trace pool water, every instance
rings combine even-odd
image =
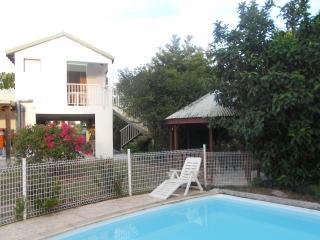
[[[320,212],[216,195],[93,224],[52,239],[319,240]]]

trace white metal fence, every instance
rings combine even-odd
[[[170,169],[181,169],[188,156],[204,159],[199,179],[205,186],[247,185],[251,181],[252,159],[245,152],[129,152],[114,159],[35,163],[25,168],[17,164],[0,169],[0,225],[23,219],[24,214],[29,218],[150,192],[167,178]]]

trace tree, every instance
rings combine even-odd
[[[168,142],[163,120],[214,85],[214,74],[204,51],[187,37],[177,36],[160,48],[151,62],[133,71],[120,71],[118,88],[127,112],[137,113],[159,147]]]
[[[270,18],[272,1],[239,5],[239,24],[214,28],[211,54],[219,102],[237,111],[225,122],[260,159],[275,184],[299,187],[320,179],[320,17],[308,1],[281,9],[286,30]]]
[[[0,89],[14,88],[14,73],[0,73]]]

★ ★ ★ ★ ★

▶ [Problem]: Images are to be excluded, and each record above written out word for word.

▶ [Finished exercise]:
trace pool water, every instance
rings combine even-odd
image =
[[[320,212],[216,195],[93,224],[52,239],[319,240]]]

trace white metal fence, every instance
rings combine even-odd
[[[170,169],[181,169],[188,156],[204,159],[199,179],[205,186],[247,185],[251,181],[252,159],[245,152],[129,152],[114,159],[35,163],[25,168],[17,164],[0,169],[0,225],[23,219],[24,214],[29,218],[150,192],[167,178]]]

trace tree, every instance
rings combine even-odd
[[[168,142],[163,120],[214,85],[214,74],[204,51],[187,37],[177,36],[160,48],[151,62],[133,71],[120,71],[118,88],[127,112],[137,113],[159,147]]]
[[[270,18],[272,1],[239,5],[239,24],[214,28],[211,54],[219,102],[237,111],[225,122],[260,159],[275,184],[299,187],[320,179],[320,17],[308,1],[281,9],[286,30]]]
[[[0,89],[14,88],[14,73],[0,73]]]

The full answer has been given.